▸ Description of the task:
The entries that follow need to be retyped verbatim.

▸ Data shown:
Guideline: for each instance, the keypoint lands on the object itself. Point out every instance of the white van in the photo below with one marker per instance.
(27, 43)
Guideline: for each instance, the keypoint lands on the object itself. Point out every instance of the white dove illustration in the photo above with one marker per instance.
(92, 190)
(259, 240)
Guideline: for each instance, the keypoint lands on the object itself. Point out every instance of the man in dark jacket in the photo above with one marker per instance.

▸ Task response:
Guideline: for each instance, the keypoint lands on the object itself. Point out every instance of the white van in the photo below with one marker per instance.
(27, 43)
Guideline: for each instance, the keypoint lands on the object itself. Point out every instance of the white dove illustration in the photo above with one marker per instance.
(92, 190)
(259, 240)
Guideline: for each instance, the keypoint lands on the object itself. Point out every instance of the man in dark jacket in the photo above with one marker per instance.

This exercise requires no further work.